Repeat the listing in full, preserving every character.

— begin Working data —

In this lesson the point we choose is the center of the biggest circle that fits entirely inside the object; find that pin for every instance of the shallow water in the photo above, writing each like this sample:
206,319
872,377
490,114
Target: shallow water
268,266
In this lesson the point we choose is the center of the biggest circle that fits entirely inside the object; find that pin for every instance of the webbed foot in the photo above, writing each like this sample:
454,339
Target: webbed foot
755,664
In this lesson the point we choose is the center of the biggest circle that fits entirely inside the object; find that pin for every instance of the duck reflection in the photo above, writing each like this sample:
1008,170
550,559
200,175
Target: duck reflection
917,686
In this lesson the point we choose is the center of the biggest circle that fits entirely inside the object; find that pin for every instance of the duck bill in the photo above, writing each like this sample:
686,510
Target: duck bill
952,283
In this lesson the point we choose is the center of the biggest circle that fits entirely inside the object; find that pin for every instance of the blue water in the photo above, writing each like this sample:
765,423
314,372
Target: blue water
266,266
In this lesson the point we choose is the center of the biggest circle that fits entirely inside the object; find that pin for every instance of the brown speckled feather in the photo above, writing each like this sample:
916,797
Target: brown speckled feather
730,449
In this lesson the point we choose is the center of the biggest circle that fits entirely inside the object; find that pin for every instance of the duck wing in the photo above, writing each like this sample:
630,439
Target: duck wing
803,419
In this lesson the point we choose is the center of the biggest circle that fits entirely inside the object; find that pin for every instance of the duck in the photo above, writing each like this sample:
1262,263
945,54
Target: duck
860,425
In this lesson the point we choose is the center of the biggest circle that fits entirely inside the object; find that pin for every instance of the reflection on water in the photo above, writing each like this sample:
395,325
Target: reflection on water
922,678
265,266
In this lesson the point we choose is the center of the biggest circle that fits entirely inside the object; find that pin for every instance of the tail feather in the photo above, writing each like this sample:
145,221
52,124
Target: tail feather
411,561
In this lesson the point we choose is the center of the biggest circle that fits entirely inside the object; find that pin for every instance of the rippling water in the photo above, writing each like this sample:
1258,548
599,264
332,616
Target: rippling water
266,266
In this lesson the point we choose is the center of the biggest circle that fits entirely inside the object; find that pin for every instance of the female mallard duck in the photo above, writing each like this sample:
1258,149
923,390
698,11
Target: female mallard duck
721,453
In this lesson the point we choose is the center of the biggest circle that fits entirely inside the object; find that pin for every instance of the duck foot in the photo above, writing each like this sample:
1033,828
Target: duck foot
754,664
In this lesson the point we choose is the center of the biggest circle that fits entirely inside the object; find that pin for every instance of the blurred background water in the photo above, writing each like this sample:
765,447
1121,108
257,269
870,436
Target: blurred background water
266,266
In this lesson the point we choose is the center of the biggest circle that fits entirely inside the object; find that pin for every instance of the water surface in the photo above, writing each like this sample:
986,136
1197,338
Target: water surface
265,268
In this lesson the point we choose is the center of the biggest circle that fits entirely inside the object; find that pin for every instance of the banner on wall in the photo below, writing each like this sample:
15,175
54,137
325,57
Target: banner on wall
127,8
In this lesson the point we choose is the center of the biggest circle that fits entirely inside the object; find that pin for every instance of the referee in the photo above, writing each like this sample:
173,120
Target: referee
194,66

— end Working data —

▸ The solution:
In this lesson the point we choose is the center of the biggest circle that fits entirely inside the object; find that pin for every instance of the shallow water in the photo above, writing each like this sample:
206,319
872,377
490,114
Target: shallow water
268,266
In this lesson the point we choose is the center of the biggest circle that fits entirely inside the object; find that pin for every instance of the webbed foot in the photo above, writing each like this sample:
454,339
Target: webbed foot
755,664
In this lesson the point we choose is the center of the biggest circle that fits entirely inside the object; find that pin for every instance of the duck reflection in the photo above, writing each like this sample:
1008,170
550,559
200,175
Target: duck reflection
917,686
In this lesson the point we choose is the center of the biggest circle that fits entirely inside the object; find that pin for every instance of the duck bill in the photo above, writing each like this sample:
686,510
Target: duck bill
952,283
In this lesson the point we choose is the center of the biggest circle that fits entirely inside the object; find that pin for every instance of the blue water in the photo above, writing each like this sample:
765,423
314,372
Target: blue water
266,266
In this lesson the point we choose is the center of the biggest circle that fits entirely inside the object; find that pin for every instance of the brown speckled feather in the photo above, writing each like this sample:
916,797
Target: brown speckled feather
730,449
In this lesson the point we choose is the center of the biggest circle that fits entirely inside the object; find that pin for every instance of the duck wing in the photo above, writing each like this sample:
630,439
Target: duck wing
803,419
In this lesson the point we choose is the center of the biggest circle that fits entirely inside the object; find that pin for every instance of the duck in the photo above, writing each like this sample:
1262,263
945,54
Target: duck
860,425
In this lesson the point we choose is the center of the biggest circle that fits entirely inside the object; find that pin for every instance of the reflection on water in the photo above, writing each like this sample:
395,325
Target: reflection on water
922,678
265,266
In this lesson the point we choose is the center of the biggest circle that fits entirely inside the object; find that pin for every instance of the tail feather in the photo above, writing each like this sample:
145,221
52,124
Target: tail feather
411,561
In this lesson the point we choose is the center of the biggest circle that fits entirely inside the object; find that pin for every instance of the rippling water in the photo above, writing each like this sample:
1258,548
599,264
332,616
Target: rippling water
266,266
In this lesson the point we choose is the center of the biggest circle that fits entirely inside the object; find that pin for every instance of the female mallard duck in the photo above, writing each like this sample:
1258,149
923,390
698,11
Target: female mallard duck
721,453
In this lesson the point we choose is the center of the biggest circle that fits entirely inside the object; find that pin for every instance of the duck foot in the photo above, writing each like this sample:
1033,828
Target: duck foot
754,664
In this lesson the point we choose is the center of the biggest circle that fits entirely inside the object; find that pin for every instance of the blurred background water in the photo above, writing each like this sample:
765,447
1121,108
257,269
870,436
Target: blurred background water
266,266
In this lesson the point we choose is the center of the biggest circle that fits entirely inside the object; find that pin for every instance of the water surface in the photo above, writing each like this sample:
986,136
1197,338
Target: water surface
265,268
In this lesson the point we choose is the center of the biggest circle that fits entirely inside the object; find that pin for every instance of the banner on wall in the photo below, writing each like this sample:
15,175
54,137
325,57
Target: banner on wall
127,8
In this lesson the point we choose is the center of the biggest circle that fits entirely inside the object; find that pin for every instance of the referee in the photo above, writing each like this sample:
173,120
Target: referee
194,66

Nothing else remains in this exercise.